Первая картина разворачивается в кухне замка, вторая — в обеденной зале, третья — в библиотеке, все они происходят вечером и ночью, в новогоднюю ночь 1799 г. Первая называется «Дворня», вторая — «Знать», и третьей оставлено первоначальное название пьесы — «Конец Казановы». Внутреннее движение прорастает сквозь внешнее — действие идет из низа кухни в дворянскую залу, оттуда в библиотеку, особое пространство, столь же принадлежащее человеческому жилью, сколь и вечности, культуре, и из нее — в ночь, метель, в бессмертье. Движение в пространстве вверх, не обрываемое финалом, оставляет ощущение

его продолжения за пределами пьесы, непрерывности восхождения, т. е. уже вознесения.

В картине «Дворня» ремарки почти отсутствуют, но действия героев проступают из их реплик. Кряхтение Первой судомойки: «Ох-ох-ох-ох! В который раз! Чуть перемоешь — снова грязь!» — и поддакивание Второй рисуют их обеих над лоханями с посудой, и лакеев, подносящих новые горы тарелок. Челядь судачит о ком-то, называя его «наш обжора, Сей толкователь облаков», и его отношениях с графом: «Граф, доложу вам, рад до смерти!.. Тот съест, а граф еще подложит». Имя героя не называется, но сквозь карикатуры и передразнивания его образ не искажается, а выступает все отчетливей. Лакей язвительно цитирует: «Две вещи согревают кровь: Хороший ужин — и любовь!», о его внешности говорят: «Глаза-то, милый, как ножи Кинжальные!», «Угли! Углищи!», «А уж больно смуглый», «А уж силен да статен, — С таким не свяжешься!» Рассказывается, как неназванный пока герой старается соблюдать достоинство, тайком платя прачке, чтобы в чистоте содержать свое изношенное белье — т.е. слуги о достоинстве не говорят, это становится очевидно зрителю из реплик Прачки, оскорбленной видом рваных рубашек. Слуги вспоминают, как он «Тому три года Ни девке не давал проходу! А семьдесят с хвостом годов!», «Гоняется за каждой юбкой»; на вопрос: «А из каких он городов-то Сюда к нам прибыл?» — следует ответ: «Изо всех». Упоминание «фурии» в списке персонажей подтверждается определениями, которые даются поведению и нраву героя: «Ерой!», «Гремит, как целый эскадрон», «Ух, сердитый! Так нынче взором и ожег», «Подходит с видом монумента», «Я думал — зубы Повыбьет». Слуги называют его «Бродяжка», «дерюжка», «безбожник», «Ишь зазнался, голь!», «наглец», «Чертов Ад». Передаваемые слугами слова самого персонажа характеризуют его еще яснее: «Подохнешь тут от ваших тушей Свиных, кишки у вас — не души! От ваших пуншей и попов, Окороков и дураков!», «Клохтун, толстун, Не капеллан, вы а каплун! Вас бы на вертеле зажарить!», «Не уважают — Теснят — обходят — уезжаю», «В зловонии навозных куч Орлу не место», «Дворецкий — вор У вас, — все погреба расхитил! Я барскому добру хранитель, Не потерплю... Мне сам король Людовик доверял контроль!» Неистовый и одинокий, отвергаемый и высоко держащий голову, яростный и терпящий

насмешки, честный, гордый, нетерпеливый и старый, что придает толику щемящей трогательности всем его чертам. Однако признаки немощи или распада категорически отсутствуют, наоборот, подчеркнуты аппетит, любвеобильность, сила, темперамент, неукротимость. Цветаева пользуется способом вызвать симпатию зрителей к неизвестному пока герою — «от противного». На сцене толпа слуг в темной кухне, над лоханями и объедками, в тесноте — по ходу сцены кто-то приходит, кто-то уходит, за время действия их побывало на сцене минимум четырнадцать, если не считать неназванных; поздним вечером, при отблесках остывающей плиты, в копоти. Это создает впечатление копошащейся массы, которая сплетничает, хихикает, бранится, ноет, толкает друг друга. Лакей щиплет судомоек, все злословят над недоступным их пониманию, чернь обнаруживает свой низкий гонор, опасную силу сплоченности во зле. Они лишены индивидуальных лиц и интонаций, даны как карикатурное общее тело. Похожий прием совсем скоро использует в «Гадибуке» Вахтангов, выстраивая сцену еврейской свадьбы — несколько заостренных, гротескных штрихов, рисующих образ темной злой массы. Тот, кто противостоит этой своре, кого они дружно поносят, оказывается ближе зрителю, чем толпа дворни, вызывающая нарастающее неприятие по ходу действия.

◆ Блок данных ◆
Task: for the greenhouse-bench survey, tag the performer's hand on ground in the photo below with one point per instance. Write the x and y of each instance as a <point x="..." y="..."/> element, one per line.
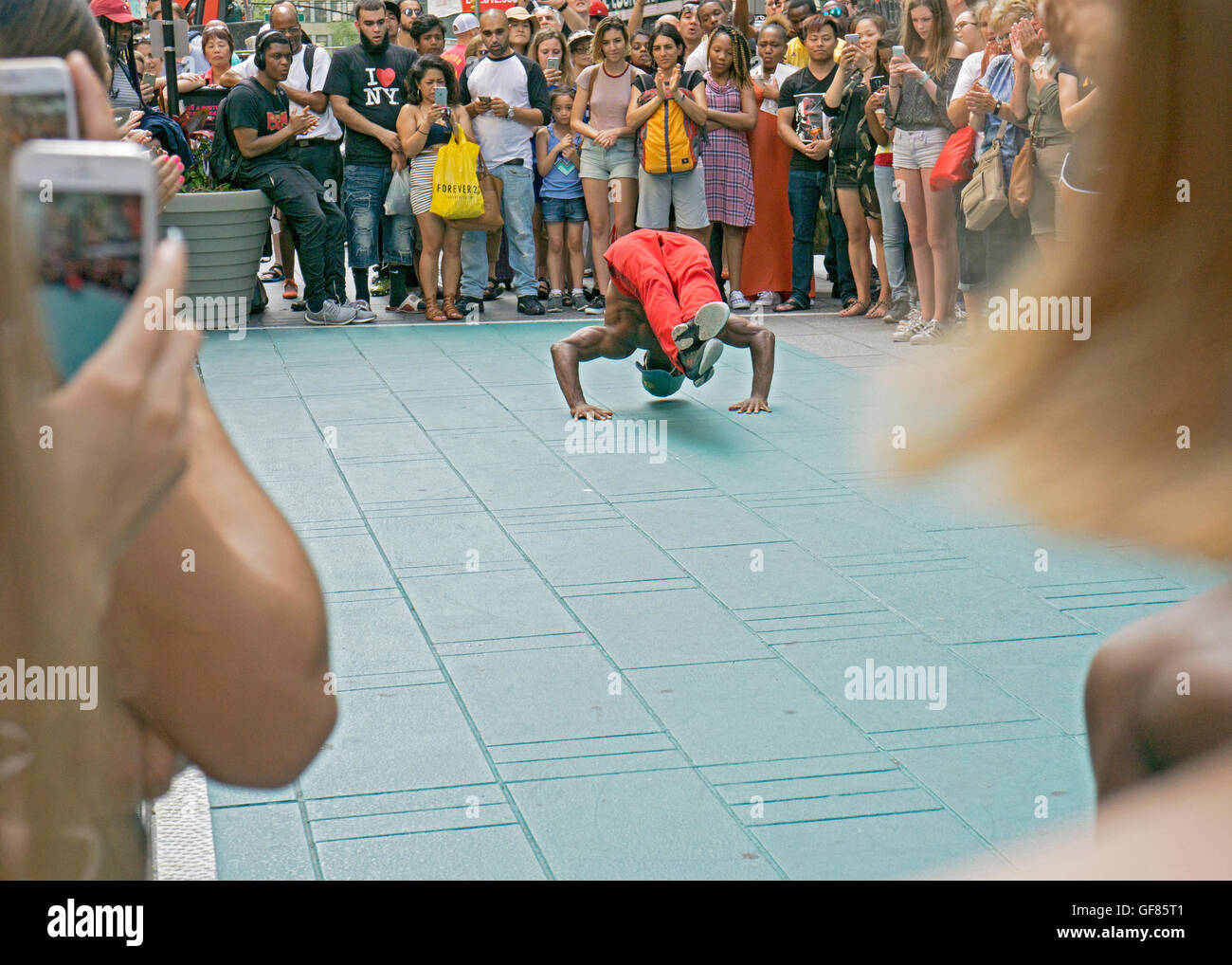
<point x="751" y="406"/>
<point x="586" y="410"/>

◆ Набор заданий ◆
a – Ответьте по фрагменту документа на следующие вопросы:
(i) В какую ночь происходит действие всех трех картин?
(ii) Сколько персонажей, как минимум, побывало на сцене за время действия на кухне, если не считать неназванных?
(iii) Кто вскоре использует похожий прием в «Гадибуке» и в какой сцене?
b – Перепишите из фрагмента документа без изменений отрывок, который начинается словами «Первая картина разворачивается» и продолжается вплоть до слов «е. уже вознесения.».

◆ Ответы к заданиям ◆
a –
(i) В новогоднюю ночь 1799 г.
(ii) Минимум четырнадцать.
(iii) Вахтангов, в сцене еврейской свадьбы.

b –
Первая картина разворачивается в кухне замка, вторая — в обеденной зале, третья — в библиотеке, все они происходят вечером и ночью, в новогоднюю ночь 1799 г. Первая называется «Дворня», вторая — «Знать», и третьей оставлено первоначальное название пьесы — «Конец Казановы». Внутреннее движение прорастает сквозь внешнее — действие идет из низа кухни в дворянскую залу, оттуда в библиотеку, особое пространство, столь же принадлежащее человеческому жилью, сколь и вечности, культуре, и из нее — в ночь, метель, в бессмертье. Движение в пространстве вверх, не обрываемое финалом, оставляет ощущение

его продолжения за пределами пьесы, непрерывности восхождения, т. е. уже вознесения.